Required tasks -
1) Reproduce the passage of the IE6 text between "IE6 is dug in" and "IE8 and IE9.", inclusive.
2) Using the IE6 text, decide whether each statement is correct. Answer yes or no for each, and quote the words of the text that settle it.
(a) The Net Applications data includes enterprise users.
(b) Browsium is run by former Redmond IE engineers.
(c) Browsium's Ion software lets apps built for IE6 run inside IE8 and IE9.
··· Text
Redmond broke out the dancing shoes and did a twirl on IE6's grave in January, citing data that showed its once-celebrated, now-hated browser had slipped below 1 per cent US market share. The decline followed some determined pushing by, of all people, Microsoft.
The software giant was handing out praise along with slices of cake to celebrate.
One problem: the aforementioned data, gathered by Net Applications, counts browsers running on Joe Netizen's PC. It doesn't count enterprise users.
IE6 is dug in like a First World War sniper with 80 per cent of that market, according to Browsium - a startup run by ex-Redmond IE engineers - whose Ion software now lets you run apps built for IE6 inside IE8 and IE9.
······
··· Available data
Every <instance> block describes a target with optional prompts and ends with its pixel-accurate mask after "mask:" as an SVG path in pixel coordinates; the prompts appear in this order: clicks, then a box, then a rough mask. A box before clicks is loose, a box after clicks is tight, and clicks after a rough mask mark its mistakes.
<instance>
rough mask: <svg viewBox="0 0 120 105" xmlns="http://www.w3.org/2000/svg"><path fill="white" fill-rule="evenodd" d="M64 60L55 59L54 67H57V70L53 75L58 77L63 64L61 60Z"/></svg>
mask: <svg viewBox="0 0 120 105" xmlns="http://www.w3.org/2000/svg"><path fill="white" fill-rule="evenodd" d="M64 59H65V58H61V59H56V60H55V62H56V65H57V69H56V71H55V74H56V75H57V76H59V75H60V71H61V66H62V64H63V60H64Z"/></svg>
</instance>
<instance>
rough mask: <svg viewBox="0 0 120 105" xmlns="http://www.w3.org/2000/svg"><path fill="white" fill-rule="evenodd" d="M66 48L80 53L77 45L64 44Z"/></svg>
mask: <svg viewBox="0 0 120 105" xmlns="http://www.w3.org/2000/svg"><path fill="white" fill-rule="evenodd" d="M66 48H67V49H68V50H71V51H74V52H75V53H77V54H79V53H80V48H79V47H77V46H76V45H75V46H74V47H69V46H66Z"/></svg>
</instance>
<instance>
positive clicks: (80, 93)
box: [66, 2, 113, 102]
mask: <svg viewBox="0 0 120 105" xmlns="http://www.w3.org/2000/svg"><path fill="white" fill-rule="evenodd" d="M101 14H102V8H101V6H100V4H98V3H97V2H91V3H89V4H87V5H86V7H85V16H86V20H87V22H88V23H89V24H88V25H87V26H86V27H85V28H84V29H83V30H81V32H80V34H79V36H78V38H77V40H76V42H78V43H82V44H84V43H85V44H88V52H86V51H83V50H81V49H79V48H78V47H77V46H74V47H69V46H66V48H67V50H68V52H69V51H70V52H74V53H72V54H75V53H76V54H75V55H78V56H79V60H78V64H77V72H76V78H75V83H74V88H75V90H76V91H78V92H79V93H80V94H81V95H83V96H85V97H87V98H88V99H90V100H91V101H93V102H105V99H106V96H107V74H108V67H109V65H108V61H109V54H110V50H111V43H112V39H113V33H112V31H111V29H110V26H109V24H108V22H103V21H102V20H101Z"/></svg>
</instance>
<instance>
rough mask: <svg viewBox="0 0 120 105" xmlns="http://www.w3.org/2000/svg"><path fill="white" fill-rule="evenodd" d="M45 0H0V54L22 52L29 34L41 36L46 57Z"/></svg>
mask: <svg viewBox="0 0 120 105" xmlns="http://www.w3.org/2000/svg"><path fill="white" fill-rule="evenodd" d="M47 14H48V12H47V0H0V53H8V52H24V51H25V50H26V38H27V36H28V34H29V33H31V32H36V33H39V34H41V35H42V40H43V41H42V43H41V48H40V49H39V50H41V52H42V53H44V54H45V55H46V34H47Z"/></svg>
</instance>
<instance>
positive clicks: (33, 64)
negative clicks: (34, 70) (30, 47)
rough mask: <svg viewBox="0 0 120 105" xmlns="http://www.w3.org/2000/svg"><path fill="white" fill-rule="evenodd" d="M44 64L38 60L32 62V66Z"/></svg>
······
Responses by task -
1)
IE6 is dug in like a First World War sniper with 80 per cent of that market, according to Browsium - a startup run by ex-Redmond IE engineers - whose Ion software now lets you run apps built for IE6 inside IE8 and IE9.

2)
(a) No: "It doesn't count enterprise users."
(b) Yes: "a startup run by ex-Redmond IE engineers"
(c) Yes: "whose Ion software now lets you run apps built for IE6 inside IE8 and IE9"